DATASET ROWS:

★ ★ ★

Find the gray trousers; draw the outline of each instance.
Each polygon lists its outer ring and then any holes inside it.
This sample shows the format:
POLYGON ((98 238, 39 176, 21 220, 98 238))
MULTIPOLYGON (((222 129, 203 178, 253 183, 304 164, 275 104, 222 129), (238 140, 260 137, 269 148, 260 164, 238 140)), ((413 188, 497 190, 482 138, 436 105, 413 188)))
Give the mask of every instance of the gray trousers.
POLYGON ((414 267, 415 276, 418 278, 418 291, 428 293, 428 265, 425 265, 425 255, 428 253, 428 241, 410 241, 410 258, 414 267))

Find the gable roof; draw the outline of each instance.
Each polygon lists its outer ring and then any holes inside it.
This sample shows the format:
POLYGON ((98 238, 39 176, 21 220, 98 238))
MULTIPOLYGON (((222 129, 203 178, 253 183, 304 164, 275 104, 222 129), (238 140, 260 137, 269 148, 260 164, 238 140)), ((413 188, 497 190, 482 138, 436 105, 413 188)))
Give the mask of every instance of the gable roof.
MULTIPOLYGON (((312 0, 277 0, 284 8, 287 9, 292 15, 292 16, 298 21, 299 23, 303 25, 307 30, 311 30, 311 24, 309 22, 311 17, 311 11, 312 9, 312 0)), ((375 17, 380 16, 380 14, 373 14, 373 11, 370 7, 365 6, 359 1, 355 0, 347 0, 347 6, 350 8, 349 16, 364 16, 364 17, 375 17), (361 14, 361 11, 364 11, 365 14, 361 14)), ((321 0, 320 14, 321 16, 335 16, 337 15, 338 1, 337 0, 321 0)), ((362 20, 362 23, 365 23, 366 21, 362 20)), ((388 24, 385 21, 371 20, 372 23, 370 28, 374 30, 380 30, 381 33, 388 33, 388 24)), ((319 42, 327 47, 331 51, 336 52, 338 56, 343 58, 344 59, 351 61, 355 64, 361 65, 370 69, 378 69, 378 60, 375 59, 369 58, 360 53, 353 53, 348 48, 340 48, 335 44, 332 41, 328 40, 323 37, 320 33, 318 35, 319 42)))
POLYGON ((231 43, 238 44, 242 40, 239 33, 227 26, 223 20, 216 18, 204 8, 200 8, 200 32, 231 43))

★ ★ ★

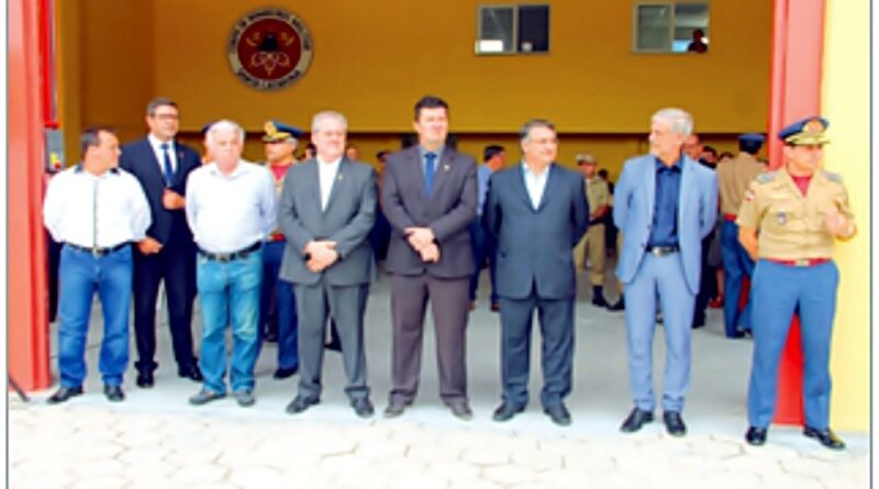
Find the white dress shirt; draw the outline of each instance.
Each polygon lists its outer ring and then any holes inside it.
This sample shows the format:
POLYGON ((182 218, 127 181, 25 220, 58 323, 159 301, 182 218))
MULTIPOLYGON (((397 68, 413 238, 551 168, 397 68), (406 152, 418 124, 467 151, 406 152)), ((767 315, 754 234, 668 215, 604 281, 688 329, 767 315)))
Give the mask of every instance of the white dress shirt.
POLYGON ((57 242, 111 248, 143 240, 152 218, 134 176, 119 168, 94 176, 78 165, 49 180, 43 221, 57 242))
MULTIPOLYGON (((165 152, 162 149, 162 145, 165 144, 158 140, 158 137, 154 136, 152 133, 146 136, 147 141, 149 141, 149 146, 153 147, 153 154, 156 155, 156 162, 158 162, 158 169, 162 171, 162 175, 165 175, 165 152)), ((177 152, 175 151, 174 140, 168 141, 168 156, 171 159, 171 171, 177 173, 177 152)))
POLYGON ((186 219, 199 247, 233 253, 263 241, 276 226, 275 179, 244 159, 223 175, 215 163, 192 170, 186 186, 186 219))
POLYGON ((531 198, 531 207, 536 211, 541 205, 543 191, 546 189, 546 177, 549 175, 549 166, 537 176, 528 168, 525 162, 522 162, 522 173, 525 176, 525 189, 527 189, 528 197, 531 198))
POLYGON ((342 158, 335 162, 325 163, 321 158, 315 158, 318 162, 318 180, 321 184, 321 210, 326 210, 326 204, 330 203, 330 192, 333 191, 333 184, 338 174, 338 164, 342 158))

★ ★ ★

EXERCISE DETAILS: Copy out the lines word for word, starting at the line that contains "Find the gray" and ending at the line that contains "POLYGON ((414 267, 415".

THE RESPONSE:
Find the gray trousers; draw the outline of each instance.
Each polygon lists its outer ring and then any holes inside it.
This sample shows the format:
POLYGON ((98 238, 39 176, 21 220, 98 238))
MULTIPOLYGON (((222 129, 203 178, 253 183, 304 164, 275 104, 222 129), (238 140, 260 137, 269 148, 260 164, 238 140)), ((413 188, 497 190, 482 138, 436 105, 413 188)))
Give the mask of every instance of the gray trousers.
POLYGON ((414 267, 415 276, 418 278, 418 291, 428 293, 428 265, 425 265, 425 255, 428 253, 428 241, 410 241, 410 258, 414 267))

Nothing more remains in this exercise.